Exercise details
Collect every line of the records that contains the word "white", treating uppercase and lowercase letters as different.

Material supplied
· · ·

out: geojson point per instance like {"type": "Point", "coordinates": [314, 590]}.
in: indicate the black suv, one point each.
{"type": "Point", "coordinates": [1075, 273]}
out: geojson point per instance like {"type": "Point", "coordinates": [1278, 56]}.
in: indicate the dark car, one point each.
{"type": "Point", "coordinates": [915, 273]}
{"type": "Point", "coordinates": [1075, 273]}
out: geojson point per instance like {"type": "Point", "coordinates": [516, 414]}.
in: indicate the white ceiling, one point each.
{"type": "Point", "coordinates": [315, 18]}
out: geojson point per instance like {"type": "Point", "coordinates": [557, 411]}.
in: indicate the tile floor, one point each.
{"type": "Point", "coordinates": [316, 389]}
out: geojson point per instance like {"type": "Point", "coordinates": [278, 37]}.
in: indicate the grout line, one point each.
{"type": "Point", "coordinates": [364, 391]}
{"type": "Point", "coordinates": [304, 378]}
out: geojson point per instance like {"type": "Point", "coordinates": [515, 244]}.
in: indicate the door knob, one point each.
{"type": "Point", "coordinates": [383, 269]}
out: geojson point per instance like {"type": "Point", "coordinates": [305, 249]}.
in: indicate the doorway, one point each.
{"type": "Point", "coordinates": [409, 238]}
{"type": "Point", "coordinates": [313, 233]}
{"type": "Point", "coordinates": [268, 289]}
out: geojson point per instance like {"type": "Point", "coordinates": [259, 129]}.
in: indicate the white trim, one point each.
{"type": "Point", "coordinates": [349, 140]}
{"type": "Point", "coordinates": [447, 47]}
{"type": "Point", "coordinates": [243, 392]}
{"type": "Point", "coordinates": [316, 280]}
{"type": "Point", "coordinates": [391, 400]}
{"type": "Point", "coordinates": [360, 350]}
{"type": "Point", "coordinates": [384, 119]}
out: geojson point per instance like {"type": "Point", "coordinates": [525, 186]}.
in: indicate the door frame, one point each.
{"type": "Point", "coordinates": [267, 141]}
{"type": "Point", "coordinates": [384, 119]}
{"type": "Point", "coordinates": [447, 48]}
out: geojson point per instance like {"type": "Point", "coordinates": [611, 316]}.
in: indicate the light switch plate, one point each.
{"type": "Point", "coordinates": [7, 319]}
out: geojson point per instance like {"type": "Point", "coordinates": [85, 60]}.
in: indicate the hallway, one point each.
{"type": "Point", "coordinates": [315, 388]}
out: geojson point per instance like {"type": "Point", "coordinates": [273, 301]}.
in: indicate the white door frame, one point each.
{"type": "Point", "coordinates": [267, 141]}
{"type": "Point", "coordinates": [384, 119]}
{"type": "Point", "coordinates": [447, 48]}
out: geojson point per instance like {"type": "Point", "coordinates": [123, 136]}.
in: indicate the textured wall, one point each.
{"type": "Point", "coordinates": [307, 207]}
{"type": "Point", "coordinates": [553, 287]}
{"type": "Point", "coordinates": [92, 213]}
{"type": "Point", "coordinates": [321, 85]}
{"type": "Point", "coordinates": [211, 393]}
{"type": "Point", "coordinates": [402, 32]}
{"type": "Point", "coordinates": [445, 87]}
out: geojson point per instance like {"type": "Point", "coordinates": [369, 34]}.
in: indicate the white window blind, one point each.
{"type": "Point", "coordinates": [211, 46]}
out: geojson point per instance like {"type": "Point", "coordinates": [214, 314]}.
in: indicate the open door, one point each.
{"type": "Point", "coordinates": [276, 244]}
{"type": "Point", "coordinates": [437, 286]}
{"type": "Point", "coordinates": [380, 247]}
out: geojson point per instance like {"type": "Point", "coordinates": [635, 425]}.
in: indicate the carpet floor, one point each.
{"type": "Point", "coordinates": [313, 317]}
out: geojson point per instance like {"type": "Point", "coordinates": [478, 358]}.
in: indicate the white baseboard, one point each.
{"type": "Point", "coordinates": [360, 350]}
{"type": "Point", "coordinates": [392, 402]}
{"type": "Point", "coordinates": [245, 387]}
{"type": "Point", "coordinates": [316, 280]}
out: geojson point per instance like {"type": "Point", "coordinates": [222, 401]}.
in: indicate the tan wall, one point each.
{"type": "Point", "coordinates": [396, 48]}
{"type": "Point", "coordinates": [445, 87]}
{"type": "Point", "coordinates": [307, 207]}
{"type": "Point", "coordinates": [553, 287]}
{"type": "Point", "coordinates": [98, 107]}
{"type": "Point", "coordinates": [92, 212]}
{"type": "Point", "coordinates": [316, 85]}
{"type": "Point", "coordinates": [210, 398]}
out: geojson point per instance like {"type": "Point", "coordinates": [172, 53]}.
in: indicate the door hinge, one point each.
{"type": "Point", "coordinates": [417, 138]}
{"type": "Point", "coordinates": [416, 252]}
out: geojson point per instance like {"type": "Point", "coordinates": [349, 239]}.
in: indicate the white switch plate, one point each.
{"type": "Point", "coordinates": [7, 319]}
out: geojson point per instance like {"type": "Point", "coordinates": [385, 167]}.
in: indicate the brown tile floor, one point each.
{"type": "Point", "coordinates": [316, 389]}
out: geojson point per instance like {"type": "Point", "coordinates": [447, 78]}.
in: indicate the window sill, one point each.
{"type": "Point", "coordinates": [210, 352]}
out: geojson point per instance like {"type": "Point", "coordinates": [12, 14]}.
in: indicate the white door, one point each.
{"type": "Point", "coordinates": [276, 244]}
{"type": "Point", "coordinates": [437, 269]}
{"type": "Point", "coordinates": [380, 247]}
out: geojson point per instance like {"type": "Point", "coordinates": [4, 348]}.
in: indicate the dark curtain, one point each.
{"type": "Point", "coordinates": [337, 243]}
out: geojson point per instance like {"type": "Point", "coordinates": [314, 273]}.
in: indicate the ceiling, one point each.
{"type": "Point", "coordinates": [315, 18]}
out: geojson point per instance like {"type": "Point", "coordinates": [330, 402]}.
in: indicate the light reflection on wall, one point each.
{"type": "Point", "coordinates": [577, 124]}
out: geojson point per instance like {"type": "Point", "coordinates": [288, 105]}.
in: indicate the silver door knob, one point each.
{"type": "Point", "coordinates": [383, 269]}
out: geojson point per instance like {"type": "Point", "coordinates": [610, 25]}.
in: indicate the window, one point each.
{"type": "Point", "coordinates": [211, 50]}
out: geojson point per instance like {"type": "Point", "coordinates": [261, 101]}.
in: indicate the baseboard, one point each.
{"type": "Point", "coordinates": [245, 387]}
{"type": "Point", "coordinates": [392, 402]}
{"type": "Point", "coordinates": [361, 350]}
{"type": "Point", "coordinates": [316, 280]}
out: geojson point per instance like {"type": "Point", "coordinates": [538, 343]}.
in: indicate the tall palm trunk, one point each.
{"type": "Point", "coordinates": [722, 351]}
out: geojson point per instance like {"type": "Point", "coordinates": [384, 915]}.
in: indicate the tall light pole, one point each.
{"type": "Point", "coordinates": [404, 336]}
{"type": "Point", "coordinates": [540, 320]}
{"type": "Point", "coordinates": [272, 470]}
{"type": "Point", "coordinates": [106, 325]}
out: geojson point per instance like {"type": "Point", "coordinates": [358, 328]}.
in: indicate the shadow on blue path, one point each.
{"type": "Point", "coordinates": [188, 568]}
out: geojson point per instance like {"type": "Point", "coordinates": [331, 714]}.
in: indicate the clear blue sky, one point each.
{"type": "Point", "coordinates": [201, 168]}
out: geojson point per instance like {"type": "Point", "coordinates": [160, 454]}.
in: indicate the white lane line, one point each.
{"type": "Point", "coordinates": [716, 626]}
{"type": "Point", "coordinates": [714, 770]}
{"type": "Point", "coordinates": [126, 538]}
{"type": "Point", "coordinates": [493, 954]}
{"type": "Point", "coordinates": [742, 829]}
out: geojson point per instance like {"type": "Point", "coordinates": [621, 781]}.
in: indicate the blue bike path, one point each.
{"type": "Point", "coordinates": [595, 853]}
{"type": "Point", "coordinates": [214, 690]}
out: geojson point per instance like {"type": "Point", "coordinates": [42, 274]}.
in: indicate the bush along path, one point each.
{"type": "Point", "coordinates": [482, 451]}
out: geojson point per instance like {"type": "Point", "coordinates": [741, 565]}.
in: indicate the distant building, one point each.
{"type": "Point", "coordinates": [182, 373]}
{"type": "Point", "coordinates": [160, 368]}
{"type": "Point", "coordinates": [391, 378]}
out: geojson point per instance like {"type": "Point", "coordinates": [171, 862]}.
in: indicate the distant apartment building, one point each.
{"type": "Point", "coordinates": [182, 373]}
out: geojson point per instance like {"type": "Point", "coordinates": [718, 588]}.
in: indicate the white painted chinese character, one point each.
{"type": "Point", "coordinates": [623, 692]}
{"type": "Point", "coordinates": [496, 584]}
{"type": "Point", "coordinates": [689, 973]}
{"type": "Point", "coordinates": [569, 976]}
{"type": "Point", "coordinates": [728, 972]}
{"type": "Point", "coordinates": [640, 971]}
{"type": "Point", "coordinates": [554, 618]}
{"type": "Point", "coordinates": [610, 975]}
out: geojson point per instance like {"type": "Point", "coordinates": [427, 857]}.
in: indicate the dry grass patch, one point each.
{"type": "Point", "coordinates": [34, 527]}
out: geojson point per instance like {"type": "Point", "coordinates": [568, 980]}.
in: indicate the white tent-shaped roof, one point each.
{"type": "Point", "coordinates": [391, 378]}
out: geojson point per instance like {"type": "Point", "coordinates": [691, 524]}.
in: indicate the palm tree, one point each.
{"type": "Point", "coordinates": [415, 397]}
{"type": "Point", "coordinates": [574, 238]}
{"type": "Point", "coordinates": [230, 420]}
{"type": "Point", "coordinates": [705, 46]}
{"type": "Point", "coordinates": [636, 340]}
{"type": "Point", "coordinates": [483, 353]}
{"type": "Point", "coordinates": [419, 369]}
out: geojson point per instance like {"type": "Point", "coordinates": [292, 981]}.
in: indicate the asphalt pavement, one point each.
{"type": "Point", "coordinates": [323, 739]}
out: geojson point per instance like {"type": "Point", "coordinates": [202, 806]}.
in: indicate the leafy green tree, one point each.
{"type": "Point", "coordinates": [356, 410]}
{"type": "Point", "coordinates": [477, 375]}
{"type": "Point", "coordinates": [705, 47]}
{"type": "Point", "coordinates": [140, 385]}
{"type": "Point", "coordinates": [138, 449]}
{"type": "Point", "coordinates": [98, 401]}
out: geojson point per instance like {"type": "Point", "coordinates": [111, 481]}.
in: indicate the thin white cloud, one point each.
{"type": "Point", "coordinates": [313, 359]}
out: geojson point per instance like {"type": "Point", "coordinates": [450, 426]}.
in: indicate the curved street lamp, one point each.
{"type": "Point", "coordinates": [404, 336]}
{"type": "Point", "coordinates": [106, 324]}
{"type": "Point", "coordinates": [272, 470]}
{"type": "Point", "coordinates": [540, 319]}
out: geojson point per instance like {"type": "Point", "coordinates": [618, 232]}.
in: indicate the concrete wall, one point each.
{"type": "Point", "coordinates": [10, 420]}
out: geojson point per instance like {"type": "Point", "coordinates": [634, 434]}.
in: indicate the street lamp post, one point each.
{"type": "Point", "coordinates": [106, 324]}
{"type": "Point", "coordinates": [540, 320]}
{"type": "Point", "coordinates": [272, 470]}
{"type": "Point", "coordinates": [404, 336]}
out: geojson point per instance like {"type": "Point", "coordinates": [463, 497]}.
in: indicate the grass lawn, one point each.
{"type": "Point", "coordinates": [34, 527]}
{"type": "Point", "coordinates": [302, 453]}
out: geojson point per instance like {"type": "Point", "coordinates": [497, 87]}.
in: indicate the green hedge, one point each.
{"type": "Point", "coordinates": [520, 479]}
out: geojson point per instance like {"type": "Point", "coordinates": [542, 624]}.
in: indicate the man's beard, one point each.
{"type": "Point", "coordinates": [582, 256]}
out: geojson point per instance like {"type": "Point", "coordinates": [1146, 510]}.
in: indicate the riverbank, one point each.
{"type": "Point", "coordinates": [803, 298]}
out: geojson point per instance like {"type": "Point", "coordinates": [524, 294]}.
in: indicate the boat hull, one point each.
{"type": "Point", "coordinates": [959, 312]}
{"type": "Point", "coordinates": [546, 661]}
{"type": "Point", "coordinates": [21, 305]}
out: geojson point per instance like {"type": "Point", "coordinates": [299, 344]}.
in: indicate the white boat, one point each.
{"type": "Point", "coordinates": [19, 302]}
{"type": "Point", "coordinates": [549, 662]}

· · ·

Answer to the task
in: indicate the white ceiling, one point each.
in: indicate the white trim, one point each.
in: indicate the white door frame, one point each.
in: indicate the white window blind, one point each.
in: indicate the white baseboard, one point each.
in: indicate the white switch plate, one point each.
in: indicate the white door, one point each.
in: indicate the white lane line, one point each.
in: indicate the white painted chinese character, one point each.
in: indicate the white tent-shaped roof, one point each.
in: indicate the thin white cloud, one point each.
in: indicate the white boat, one point each.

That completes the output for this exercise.